EXERCISE PASSAGE

☆ ☆ ☆

His most important secret in the manga is that when he sneezes he becomes a girl with blond hair and a somewhat underdeveloped body with a "cute" charm rather than a mature sexy charm. This leads him to get into some unfortunate (and hilarious) situations. He originally uses his female form to successfully become friends with Yurika Sakuraba and continues to use it when he feels like being with Yurika. He resorts to using a "koyori string" to make himself sneeze and become a girl whenever he pleases. As a girl he gets himself into places and situations he never could have imagined as a boy. He also transforms into a girl to gather information about the girls and accompany them to baths, hot springs, lingerie stores and so on.
- Akira Hatsushiba (female)
She is Akira Hatsushiba's female form. She was caused by a computer error during a dating game with Kikuchi. Even though she's a girl, she retains the mind and personality of Akira (original male form). She develops a friendship with the Sakuraba sisters. Kikuchi also falls for her, although with disastrous consequences. It is later found that eating natto in this form will transform the form (Akira-chan) into a taller and much more buxom form.

☆ ☆ ☆

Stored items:
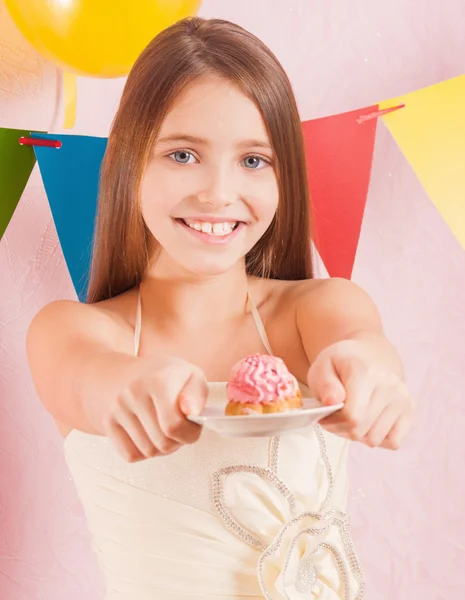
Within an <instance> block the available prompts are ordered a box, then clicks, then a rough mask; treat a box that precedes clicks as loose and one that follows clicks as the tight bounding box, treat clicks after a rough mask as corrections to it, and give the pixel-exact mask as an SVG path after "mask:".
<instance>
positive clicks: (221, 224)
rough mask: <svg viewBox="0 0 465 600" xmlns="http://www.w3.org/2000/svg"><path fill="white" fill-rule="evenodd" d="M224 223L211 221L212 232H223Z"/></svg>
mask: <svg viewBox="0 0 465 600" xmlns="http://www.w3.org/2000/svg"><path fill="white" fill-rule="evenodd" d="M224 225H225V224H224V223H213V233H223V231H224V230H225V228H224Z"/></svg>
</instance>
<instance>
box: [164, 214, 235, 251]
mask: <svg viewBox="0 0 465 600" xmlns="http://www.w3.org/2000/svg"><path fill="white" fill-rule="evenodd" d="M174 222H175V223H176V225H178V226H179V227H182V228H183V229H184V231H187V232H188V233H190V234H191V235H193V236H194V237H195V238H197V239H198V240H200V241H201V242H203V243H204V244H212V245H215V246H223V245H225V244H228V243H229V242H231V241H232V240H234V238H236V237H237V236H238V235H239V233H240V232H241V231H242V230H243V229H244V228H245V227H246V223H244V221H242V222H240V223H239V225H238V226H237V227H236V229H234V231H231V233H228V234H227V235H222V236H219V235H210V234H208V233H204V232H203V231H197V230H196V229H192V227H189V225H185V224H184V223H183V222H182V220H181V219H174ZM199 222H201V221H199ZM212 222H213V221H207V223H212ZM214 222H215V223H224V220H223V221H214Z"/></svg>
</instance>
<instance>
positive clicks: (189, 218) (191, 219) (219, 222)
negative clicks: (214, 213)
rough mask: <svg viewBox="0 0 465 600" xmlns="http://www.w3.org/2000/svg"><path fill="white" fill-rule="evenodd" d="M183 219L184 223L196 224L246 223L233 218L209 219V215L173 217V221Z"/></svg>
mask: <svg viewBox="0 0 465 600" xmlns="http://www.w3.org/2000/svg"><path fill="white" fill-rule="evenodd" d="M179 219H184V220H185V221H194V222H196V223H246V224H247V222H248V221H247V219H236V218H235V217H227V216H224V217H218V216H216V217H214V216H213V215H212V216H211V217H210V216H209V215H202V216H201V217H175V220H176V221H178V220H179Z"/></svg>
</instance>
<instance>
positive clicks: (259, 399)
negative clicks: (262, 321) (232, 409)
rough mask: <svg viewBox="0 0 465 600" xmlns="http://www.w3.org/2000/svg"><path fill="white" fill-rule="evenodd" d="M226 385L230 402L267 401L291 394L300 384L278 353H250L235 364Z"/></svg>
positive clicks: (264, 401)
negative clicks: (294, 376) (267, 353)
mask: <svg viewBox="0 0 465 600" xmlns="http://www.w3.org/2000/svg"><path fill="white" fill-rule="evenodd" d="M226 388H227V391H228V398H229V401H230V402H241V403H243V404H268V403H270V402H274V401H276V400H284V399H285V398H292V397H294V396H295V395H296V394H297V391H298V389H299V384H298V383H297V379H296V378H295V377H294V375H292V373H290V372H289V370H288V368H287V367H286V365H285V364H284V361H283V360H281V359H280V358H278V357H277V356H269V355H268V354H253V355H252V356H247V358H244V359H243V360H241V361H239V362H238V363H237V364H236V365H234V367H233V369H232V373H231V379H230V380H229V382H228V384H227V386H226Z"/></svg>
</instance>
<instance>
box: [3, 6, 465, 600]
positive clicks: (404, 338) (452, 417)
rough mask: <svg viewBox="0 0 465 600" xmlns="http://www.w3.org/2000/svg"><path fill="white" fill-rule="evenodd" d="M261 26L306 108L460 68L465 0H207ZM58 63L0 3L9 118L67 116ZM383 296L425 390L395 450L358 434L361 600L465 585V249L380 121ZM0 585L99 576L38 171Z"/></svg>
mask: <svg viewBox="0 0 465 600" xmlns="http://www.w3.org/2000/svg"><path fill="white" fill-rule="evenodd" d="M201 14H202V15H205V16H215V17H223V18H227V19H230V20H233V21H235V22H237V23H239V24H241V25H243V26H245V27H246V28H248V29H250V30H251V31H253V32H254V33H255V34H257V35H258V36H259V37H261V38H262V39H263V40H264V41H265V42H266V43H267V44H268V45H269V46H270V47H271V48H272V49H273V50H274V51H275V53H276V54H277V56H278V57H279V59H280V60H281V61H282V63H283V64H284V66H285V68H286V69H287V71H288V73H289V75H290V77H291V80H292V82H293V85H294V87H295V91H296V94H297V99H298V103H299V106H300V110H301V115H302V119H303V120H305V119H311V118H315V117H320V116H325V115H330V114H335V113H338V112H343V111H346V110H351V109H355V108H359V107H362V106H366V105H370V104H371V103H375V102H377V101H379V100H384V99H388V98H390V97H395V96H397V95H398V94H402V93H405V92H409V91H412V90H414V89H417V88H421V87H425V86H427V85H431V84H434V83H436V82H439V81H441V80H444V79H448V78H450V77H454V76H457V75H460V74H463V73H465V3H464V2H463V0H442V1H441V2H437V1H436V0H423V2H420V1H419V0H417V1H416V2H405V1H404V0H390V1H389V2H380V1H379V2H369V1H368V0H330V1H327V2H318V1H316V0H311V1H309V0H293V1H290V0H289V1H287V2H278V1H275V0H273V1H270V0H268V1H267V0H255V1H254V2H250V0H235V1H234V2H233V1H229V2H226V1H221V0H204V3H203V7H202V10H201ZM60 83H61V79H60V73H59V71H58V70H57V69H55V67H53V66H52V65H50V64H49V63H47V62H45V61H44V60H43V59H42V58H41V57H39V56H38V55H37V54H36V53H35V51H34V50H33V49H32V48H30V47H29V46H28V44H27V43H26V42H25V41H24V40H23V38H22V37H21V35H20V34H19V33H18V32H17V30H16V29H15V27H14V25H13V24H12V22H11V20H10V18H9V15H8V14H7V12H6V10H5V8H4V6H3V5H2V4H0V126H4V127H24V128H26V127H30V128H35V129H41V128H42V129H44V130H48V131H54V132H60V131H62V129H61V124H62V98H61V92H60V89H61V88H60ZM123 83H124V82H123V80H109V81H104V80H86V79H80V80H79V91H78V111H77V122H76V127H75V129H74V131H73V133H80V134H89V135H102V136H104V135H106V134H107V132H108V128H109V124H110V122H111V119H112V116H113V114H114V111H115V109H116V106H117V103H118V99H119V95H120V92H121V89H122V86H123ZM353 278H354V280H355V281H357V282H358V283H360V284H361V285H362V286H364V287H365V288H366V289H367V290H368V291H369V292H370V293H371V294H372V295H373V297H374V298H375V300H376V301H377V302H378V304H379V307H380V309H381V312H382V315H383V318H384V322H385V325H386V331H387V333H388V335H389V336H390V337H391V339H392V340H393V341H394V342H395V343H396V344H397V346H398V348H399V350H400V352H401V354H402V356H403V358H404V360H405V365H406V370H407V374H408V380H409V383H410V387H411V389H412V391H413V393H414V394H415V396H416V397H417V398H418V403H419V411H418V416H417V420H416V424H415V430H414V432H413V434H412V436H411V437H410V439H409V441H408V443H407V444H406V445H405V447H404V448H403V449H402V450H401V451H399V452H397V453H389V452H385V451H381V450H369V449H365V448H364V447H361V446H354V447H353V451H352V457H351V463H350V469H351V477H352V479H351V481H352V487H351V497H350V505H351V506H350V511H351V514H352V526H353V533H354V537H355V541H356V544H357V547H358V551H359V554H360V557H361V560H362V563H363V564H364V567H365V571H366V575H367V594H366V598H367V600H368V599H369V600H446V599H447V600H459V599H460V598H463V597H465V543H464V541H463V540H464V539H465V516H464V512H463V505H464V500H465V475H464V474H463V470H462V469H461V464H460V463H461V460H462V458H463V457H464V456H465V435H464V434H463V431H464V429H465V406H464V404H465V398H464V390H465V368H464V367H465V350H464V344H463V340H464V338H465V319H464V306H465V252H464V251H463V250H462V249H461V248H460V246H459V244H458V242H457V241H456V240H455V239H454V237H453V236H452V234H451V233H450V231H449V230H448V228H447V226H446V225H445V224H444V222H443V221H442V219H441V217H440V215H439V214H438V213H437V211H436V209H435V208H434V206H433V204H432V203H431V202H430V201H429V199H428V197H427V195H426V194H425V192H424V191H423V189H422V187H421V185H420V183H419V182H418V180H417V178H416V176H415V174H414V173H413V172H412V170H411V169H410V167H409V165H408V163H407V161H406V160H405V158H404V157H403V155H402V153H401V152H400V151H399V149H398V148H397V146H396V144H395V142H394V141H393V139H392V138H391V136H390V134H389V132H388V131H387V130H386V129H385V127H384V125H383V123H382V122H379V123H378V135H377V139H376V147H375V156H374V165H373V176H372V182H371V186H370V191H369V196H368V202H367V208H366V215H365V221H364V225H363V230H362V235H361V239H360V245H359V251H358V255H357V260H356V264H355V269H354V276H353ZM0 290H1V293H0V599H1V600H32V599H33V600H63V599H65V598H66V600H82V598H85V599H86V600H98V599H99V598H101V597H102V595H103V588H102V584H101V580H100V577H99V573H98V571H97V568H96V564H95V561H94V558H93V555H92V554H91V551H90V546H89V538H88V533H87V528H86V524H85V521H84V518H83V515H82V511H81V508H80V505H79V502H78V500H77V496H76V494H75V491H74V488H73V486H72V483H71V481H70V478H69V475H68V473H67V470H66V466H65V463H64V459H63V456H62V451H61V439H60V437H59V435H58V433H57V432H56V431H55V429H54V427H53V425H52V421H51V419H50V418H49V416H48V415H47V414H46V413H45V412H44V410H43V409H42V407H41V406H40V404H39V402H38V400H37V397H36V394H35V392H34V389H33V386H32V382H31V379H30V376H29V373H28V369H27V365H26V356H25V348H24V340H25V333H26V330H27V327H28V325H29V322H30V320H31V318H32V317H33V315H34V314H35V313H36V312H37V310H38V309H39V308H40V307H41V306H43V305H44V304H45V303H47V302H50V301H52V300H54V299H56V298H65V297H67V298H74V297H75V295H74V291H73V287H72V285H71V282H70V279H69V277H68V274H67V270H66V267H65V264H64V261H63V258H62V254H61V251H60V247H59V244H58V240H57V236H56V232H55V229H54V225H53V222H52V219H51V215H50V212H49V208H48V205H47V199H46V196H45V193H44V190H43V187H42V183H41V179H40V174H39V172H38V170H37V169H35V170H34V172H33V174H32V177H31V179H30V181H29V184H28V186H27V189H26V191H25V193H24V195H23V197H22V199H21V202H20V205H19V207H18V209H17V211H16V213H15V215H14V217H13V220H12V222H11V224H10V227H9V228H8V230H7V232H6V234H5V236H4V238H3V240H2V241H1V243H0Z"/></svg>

☆ ☆ ☆

ASSIGNED TASK 1
Answer these questions about the Akira Hatsushiba passage:
(a) What does he use to make himself sneeze whenever he pleases?
(b) What caused the female form, according to the section on her?
(c) What happens when she eats natto in this form?
ASSIGNED TASK 2
In the records, starting at the first line and ending at the line that contains "positive clicks: (221, 224)", swap "rough mask" for "coarse mask" and write out only those lines, with nothing else altered. Leave out the pictures.
The text and the records have nothing to do with each other.

YOUR RESPONSE 1
(a) A "koyori string."
(b) A computer error during a dating game with Kikuchi.
(c) She transforms into a taller and much more buxom form.

YOUR RESPONSE 2
Within an <instance> block the available prompts are ordered a box, then clicks, then a coarse mask; treat a box that precedes clicks as loose and one that follows clicks as the tight bounding box, treat clicks after a coarse mask as corrections to it, and give the pixel-exact mask as an SVG path after "mask:".
<instance>
positive clicks: (221, 224)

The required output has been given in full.